→ **WRITTEN PROBLEM**: Copy the lines of the records word for word, from the line containing "of the lake" through the line containing "[[675, 104]]", inclusive.

→ **EXTRACTED ENTRIES**:

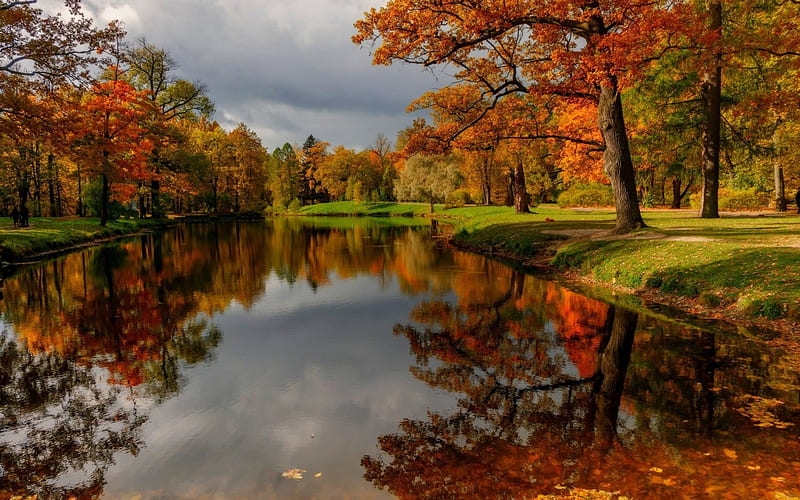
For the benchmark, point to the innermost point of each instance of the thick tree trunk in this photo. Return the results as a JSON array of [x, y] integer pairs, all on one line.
[[780, 190], [80, 212], [676, 193], [521, 201], [104, 200], [51, 184], [617, 160], [711, 92], [155, 192], [614, 360]]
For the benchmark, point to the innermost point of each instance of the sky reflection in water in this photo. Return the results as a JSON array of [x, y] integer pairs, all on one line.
[[209, 360]]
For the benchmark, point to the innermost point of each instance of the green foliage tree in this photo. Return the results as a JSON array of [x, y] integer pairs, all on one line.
[[428, 178]]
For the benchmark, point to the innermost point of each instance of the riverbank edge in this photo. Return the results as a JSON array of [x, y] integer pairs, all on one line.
[[73, 240], [542, 251], [68, 239], [544, 255]]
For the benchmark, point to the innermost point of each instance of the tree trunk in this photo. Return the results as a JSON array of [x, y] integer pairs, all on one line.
[[676, 193], [80, 212], [617, 161], [521, 201], [780, 190], [51, 183], [711, 92], [104, 196], [155, 203], [614, 360]]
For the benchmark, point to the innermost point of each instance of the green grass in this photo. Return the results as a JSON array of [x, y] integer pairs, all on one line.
[[48, 234], [747, 264], [379, 209]]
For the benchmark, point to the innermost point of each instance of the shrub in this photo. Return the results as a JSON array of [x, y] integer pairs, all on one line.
[[731, 200], [294, 205], [458, 198], [587, 195]]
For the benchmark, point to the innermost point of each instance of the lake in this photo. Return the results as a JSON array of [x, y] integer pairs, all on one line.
[[359, 358]]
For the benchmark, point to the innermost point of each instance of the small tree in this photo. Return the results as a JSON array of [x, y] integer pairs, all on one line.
[[428, 178]]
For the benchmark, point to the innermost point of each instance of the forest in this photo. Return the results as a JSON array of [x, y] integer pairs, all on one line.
[[675, 104]]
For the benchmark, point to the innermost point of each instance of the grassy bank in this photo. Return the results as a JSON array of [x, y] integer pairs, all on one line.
[[742, 265], [379, 209], [51, 234]]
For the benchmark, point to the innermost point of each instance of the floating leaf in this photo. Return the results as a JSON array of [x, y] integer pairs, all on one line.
[[294, 474]]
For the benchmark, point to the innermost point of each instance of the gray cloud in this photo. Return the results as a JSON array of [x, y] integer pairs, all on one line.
[[285, 68]]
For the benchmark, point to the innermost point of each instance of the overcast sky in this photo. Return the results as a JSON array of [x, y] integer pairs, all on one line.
[[286, 68]]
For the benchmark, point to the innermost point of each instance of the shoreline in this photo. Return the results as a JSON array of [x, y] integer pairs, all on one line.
[[542, 262], [538, 252], [81, 233]]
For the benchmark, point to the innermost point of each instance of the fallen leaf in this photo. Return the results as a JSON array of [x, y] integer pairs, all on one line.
[[294, 473]]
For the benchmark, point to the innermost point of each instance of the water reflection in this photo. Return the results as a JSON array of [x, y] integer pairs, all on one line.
[[98, 337], [558, 391], [518, 386]]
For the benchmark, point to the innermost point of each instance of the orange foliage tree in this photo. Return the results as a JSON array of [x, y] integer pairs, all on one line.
[[111, 138], [562, 48]]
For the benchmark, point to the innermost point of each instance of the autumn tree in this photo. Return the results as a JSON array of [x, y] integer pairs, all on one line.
[[152, 69], [111, 139], [248, 175], [560, 48], [382, 152], [284, 175], [336, 172], [428, 178], [46, 47], [312, 157]]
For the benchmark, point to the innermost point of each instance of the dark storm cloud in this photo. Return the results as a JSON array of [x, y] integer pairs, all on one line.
[[283, 67]]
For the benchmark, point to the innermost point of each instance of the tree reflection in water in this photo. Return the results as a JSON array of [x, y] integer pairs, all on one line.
[[543, 409], [97, 341]]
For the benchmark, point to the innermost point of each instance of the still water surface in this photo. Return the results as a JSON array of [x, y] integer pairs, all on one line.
[[214, 360]]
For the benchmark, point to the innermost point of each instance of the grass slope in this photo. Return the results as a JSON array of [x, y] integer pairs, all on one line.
[[49, 234], [745, 265]]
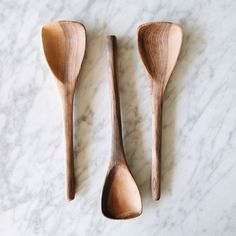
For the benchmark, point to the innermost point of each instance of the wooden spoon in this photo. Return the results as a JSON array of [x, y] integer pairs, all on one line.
[[120, 198], [64, 47], [159, 45]]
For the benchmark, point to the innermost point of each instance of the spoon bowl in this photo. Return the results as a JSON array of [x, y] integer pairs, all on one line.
[[120, 198], [64, 48], [159, 45]]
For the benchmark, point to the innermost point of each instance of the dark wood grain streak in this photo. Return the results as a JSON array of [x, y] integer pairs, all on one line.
[[159, 45], [64, 47], [120, 198]]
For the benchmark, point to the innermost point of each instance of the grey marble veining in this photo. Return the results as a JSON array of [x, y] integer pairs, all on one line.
[[199, 121]]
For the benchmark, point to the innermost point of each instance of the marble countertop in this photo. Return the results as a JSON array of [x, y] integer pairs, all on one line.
[[199, 121]]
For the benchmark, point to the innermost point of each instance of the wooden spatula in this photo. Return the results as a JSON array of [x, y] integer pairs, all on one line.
[[64, 47], [159, 46]]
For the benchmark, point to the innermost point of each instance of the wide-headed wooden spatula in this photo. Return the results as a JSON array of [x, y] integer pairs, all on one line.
[[159, 45], [64, 48]]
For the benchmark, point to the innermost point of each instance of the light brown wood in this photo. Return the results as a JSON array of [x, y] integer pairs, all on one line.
[[120, 198], [64, 48], [159, 45]]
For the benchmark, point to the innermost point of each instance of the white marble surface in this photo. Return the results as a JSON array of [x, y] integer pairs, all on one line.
[[199, 121]]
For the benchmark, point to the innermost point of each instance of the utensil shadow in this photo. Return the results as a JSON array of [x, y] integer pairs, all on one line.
[[131, 116], [83, 112], [186, 58]]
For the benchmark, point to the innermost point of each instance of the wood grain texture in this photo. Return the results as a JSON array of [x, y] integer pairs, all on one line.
[[120, 198], [159, 45], [64, 48]]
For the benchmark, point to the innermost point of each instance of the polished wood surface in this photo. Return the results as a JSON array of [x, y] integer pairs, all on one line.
[[159, 45], [120, 198], [64, 48]]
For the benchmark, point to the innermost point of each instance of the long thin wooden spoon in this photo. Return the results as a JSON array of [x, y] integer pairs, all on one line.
[[120, 197], [64, 48], [159, 45]]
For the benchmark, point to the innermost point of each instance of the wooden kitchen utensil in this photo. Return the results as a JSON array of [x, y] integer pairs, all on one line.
[[159, 45], [64, 48], [120, 198]]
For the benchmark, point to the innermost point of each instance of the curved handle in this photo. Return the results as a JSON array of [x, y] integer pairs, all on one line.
[[157, 93], [117, 144], [68, 126]]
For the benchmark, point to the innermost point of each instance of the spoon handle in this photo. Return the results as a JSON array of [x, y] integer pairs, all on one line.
[[68, 125], [117, 144], [156, 133]]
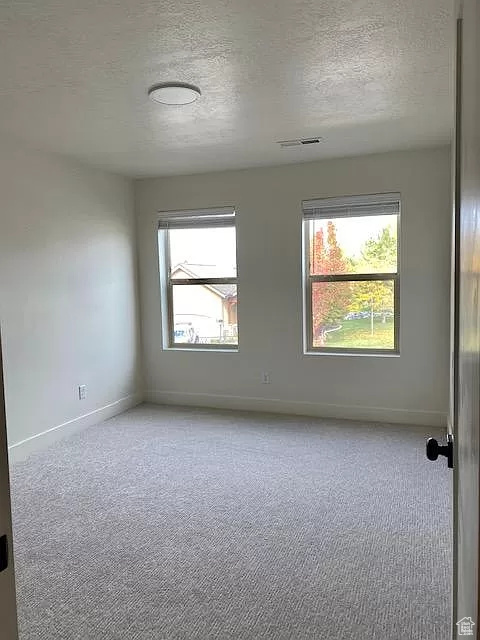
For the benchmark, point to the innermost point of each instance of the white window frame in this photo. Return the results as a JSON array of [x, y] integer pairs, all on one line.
[[348, 207], [189, 219]]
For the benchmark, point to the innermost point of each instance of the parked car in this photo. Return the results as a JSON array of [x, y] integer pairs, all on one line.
[[185, 333]]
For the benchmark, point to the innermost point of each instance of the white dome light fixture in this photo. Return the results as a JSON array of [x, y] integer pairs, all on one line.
[[174, 93]]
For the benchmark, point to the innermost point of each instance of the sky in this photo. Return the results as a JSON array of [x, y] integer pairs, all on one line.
[[218, 246]]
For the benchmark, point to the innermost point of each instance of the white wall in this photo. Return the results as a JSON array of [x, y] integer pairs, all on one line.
[[68, 291], [410, 388]]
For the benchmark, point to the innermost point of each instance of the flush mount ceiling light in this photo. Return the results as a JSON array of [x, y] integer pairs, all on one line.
[[175, 93]]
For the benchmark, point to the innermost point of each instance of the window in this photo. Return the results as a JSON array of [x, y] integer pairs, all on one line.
[[352, 281], [199, 278]]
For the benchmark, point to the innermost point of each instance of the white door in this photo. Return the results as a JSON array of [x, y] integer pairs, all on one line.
[[467, 385], [8, 607]]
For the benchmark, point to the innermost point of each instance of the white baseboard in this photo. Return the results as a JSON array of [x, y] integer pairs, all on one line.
[[293, 407], [21, 450]]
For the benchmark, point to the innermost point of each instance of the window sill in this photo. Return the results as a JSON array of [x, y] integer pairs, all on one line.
[[355, 354], [200, 350]]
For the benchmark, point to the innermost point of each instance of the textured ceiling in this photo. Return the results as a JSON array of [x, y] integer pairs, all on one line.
[[366, 75]]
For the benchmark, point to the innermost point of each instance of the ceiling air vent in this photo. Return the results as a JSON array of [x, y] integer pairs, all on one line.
[[298, 142]]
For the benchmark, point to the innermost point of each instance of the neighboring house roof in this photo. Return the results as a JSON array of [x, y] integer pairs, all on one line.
[[206, 271]]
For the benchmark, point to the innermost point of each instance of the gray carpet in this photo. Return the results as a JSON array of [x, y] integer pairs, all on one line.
[[178, 523]]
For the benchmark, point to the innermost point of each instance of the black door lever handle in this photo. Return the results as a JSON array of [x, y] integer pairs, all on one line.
[[434, 450]]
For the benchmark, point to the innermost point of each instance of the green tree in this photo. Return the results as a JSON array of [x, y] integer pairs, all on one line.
[[378, 255]]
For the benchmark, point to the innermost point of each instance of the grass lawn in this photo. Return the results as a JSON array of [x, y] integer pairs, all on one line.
[[357, 333]]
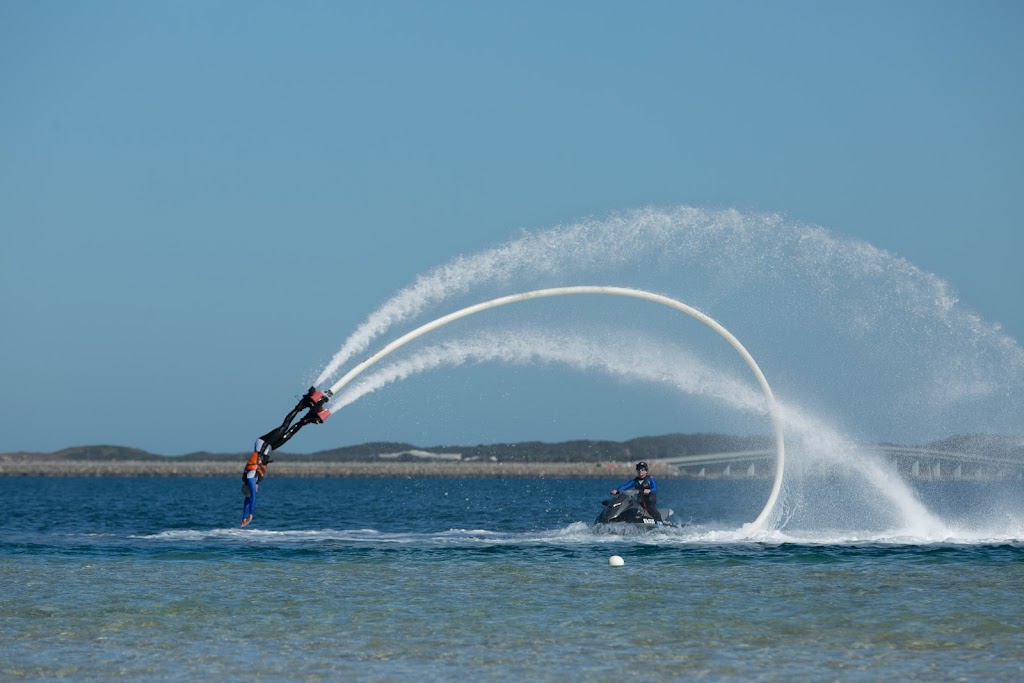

→ **CORRECT ANSWER**:
For the benchmark, point to the innermost point of each instance of the lake in this photo. Return the results as a JSON array of [x, y] integer pairs, all on one line.
[[359, 358]]
For the benchmark, point to the innermost point of each instance of the small tree in this photo. Return the results as a JSON array of [x, y] integer pairs, all on one line.
[[428, 178]]
For the benchmark, point to the innermost point of each instance of the forest in this photo. Return the results as a JSON array of [x, y] integer pairs, all on one line.
[[675, 104]]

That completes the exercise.